--- Selected excerpt ---

Written in 1941 and '42, between Wright’s classics Native Son and Black Boy, this short novel concerns Fred Daniels, a modest laborer who’s arrested by police officers and bullied into signing a false confession that he killed the residents of a house near where he was working. In a brief unsupervised moment, he escapes through a manhole and goes into hiding in a sewer. A series of allegorical, surrealistic set pieces ensues as Fred explores the nether reaches of a church, a real estate firm, and a jewelry store. Each stop is an opportunity for Wright to explore themes of hope, greed, and exploitation; the real estate firm, Wright notes, “collected hundreds of thousands of dollars in rent from poor colored folks.” But Fred’s deepening existential crisis and growing distance from society keep the scenes from feeling like potted commentaries. As he wallpapers his underground warren with cash, mocking and invalidating the currency, he registers a surrealistic but engrossing protest against divisive social norms. The novel, rejected by Wright’s publisher, has only appeared as a substantially truncated short story until now, without the opening setup and with a different ending. Wright's take on racial injustice seems to have unsettled his publisher: A note reveals that an editor found reading about Fred’s treatment by the police “unbearable.” That may explain why Wright, in an essay included here, says its focus on race is “rather muted,” emphasizing broader existential themes. Regardless, as an afterword by Wright’s grandson Malcolm attests, the story now serves as an allegory both of Wright (he moved to France, an “exile beyond the reach of Jim Crow and American bigotry”) and American life. Today, it resonates deeply as a story about race and the struggle to envision a different, better world.

--- Dataset extract ---

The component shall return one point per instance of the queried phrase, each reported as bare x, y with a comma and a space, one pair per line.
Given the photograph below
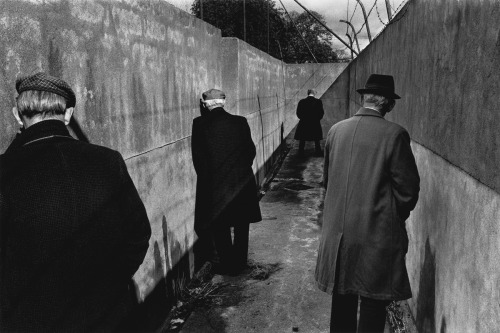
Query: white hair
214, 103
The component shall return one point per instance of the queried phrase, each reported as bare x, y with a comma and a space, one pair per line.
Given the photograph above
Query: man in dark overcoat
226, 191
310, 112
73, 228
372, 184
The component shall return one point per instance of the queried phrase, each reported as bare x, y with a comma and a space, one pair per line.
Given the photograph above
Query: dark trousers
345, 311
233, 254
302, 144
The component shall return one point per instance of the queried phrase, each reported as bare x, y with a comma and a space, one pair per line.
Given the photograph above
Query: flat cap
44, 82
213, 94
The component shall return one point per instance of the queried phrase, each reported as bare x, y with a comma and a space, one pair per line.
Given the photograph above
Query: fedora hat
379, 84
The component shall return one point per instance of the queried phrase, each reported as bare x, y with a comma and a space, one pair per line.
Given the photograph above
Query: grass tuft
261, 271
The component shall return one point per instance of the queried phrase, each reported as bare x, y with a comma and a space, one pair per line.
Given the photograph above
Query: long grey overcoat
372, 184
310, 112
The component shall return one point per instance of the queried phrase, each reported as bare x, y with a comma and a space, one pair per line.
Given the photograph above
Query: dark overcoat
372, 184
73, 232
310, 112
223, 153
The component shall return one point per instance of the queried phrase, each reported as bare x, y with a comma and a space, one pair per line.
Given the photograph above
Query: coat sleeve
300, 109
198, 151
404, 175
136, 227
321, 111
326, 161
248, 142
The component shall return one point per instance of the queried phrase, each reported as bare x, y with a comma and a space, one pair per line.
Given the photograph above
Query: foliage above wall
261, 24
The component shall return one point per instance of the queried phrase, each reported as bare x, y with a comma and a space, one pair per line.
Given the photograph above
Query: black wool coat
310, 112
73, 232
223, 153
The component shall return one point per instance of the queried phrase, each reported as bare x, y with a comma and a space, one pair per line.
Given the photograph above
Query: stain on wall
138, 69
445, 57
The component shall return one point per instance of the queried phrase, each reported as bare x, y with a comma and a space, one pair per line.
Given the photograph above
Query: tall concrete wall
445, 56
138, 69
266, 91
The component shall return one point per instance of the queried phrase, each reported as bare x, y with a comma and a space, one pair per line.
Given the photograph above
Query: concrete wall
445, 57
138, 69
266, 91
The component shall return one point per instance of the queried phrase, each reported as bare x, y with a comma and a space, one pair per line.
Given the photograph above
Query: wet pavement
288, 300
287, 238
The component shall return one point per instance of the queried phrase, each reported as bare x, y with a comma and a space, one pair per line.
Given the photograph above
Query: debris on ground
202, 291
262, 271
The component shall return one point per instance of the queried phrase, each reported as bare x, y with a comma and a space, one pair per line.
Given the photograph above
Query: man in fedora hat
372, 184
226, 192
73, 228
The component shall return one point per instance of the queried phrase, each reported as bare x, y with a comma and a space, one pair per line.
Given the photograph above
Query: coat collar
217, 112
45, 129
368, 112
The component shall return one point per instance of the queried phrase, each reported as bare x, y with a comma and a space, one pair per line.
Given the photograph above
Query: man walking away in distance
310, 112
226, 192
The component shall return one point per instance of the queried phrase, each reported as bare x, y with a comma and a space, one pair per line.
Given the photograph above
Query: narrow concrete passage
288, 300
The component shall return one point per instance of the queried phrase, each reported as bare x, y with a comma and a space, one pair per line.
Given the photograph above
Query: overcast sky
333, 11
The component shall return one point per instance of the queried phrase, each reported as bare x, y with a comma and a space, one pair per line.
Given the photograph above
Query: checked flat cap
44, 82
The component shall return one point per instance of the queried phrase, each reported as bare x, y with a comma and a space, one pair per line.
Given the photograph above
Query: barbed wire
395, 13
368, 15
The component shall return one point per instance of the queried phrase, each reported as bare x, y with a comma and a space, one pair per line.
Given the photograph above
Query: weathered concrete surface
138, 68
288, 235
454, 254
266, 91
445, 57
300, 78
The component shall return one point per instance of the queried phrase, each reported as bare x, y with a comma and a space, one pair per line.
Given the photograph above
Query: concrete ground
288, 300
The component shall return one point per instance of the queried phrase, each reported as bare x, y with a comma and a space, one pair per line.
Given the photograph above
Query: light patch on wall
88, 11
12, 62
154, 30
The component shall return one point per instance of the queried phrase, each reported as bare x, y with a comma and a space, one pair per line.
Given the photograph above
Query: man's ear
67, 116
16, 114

---
--- Dataset extract ---

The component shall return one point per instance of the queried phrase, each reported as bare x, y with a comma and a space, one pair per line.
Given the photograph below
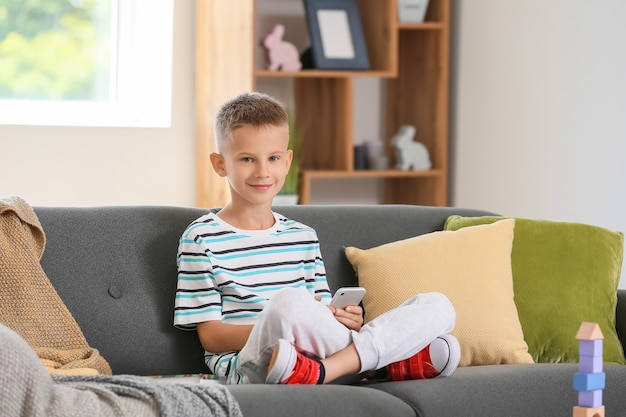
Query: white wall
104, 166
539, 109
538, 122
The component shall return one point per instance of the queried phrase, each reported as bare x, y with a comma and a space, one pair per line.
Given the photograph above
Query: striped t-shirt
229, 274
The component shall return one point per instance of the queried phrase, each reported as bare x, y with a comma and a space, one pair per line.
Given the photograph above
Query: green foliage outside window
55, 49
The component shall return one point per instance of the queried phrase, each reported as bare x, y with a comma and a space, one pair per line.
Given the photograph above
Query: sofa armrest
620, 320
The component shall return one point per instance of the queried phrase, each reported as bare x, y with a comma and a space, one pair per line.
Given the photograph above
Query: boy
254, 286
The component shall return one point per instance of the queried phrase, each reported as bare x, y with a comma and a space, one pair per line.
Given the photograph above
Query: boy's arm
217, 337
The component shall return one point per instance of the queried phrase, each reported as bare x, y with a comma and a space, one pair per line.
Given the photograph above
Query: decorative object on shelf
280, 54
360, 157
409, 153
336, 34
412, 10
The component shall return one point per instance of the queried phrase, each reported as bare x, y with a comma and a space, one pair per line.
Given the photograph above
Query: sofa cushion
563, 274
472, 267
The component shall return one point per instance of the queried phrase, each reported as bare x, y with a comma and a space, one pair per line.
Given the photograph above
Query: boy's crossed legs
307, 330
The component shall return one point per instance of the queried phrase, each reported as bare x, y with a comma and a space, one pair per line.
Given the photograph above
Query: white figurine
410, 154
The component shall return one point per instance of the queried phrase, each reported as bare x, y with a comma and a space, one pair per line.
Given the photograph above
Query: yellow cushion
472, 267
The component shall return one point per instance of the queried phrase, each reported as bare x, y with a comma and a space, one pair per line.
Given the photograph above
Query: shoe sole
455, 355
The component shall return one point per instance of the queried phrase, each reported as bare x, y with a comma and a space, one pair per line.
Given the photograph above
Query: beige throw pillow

---

## Task requirements
Reproduce the text about Wright's novel of Fred Daniels word for word, from its first sentence to its last.

## Solution for this problem
Written in 1941 and '42, between Wright’s classics Native Son and Black Boy, this short novel concerns Fred Daniels, a modest laborer who’s arrested by police officers and bullied into signing a false confession that he killed the residents of a house near where he was working. In a brief unsupervised moment, he escapes through a manhole and goes into hiding in a sewer. A series of allegorical, surrealistic set pieces ensues as Fred explores the nether reaches of a church, a real estate firm, and a jewelry store. Each stop is an opportunity for Wright to explore themes of hope, greed, and exploitation; the real estate firm, Wright notes, “collected hundreds of thousands of dollars in rent from poor colored folks.” But Fred’s deepening existential crisis and growing distance from society keep the scenes from feeling like potted commentaries. As he wallpapers his underground warren with cash, mocking and invalidating the currency, he registers a surrealistic but engrossing protest against divisive social norms. The novel, rejected by Wright’s publisher, has only appeared as a substantially truncated short story until now, without the opening setup and with a different ending. Wright's take on racial injustice seems to have unsettled his publisher: A note reveals that an editor found reading about Fred’s treatment by the police “unbearable.” That may explain why Wright, in an essay included here, says its focus on race is “rather muted,” emphasizing broader existential themes. Regardless, as an afterword by Wright’s grandson Malcolm attests, the story now serves as an allegory both of Wright (he moved to France, an “exile beyond the reach of Jim Crow and American bigotry”) and American life. Today, it resonates deeply as a story about race and the struggle to envision a different, better world.